* Aim of the task *
List each line in the records below that contains the string "outline". Case counts.

* Information provided *
= = = = =

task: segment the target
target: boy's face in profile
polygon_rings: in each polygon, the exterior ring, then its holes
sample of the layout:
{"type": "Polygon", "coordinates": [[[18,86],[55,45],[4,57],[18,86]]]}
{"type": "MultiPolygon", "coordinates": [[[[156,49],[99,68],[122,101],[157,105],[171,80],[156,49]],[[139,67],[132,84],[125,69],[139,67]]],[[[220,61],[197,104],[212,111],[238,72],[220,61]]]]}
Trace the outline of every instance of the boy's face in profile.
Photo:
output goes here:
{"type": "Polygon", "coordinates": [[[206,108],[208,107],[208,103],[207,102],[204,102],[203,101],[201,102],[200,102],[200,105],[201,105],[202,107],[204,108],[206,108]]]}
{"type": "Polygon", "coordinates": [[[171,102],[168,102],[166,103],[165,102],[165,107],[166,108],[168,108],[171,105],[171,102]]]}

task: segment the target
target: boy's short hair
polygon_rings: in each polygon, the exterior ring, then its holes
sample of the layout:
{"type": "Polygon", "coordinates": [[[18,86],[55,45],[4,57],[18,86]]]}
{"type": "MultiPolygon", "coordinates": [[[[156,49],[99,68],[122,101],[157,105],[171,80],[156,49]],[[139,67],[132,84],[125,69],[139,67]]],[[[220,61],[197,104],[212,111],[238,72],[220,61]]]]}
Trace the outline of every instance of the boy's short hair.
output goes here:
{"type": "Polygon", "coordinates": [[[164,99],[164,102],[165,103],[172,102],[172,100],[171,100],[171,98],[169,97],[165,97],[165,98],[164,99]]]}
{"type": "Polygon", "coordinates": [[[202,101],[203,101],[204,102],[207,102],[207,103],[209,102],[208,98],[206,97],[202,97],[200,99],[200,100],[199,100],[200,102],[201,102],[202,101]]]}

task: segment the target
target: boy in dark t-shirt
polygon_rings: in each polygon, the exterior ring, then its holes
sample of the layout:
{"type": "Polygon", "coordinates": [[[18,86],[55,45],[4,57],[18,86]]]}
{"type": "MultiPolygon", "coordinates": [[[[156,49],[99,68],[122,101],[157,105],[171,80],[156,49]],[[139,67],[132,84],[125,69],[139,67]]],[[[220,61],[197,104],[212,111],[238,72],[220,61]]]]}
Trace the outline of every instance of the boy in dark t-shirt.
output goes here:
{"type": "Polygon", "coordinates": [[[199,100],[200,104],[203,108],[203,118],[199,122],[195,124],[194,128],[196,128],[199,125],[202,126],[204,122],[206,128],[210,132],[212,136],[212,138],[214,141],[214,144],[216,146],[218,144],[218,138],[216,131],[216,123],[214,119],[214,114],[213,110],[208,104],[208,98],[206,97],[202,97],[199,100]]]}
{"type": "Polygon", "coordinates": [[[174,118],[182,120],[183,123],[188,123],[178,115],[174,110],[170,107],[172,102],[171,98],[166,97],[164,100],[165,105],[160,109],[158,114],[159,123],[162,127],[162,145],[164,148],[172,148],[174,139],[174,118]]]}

= = = = =

* Output of the exercise *
Trace the outline of every instance of the boy's face in profile.
Trace the outline of every instance of the boy's short hair.
Trace the outline of every instance of the boy in dark t-shirt.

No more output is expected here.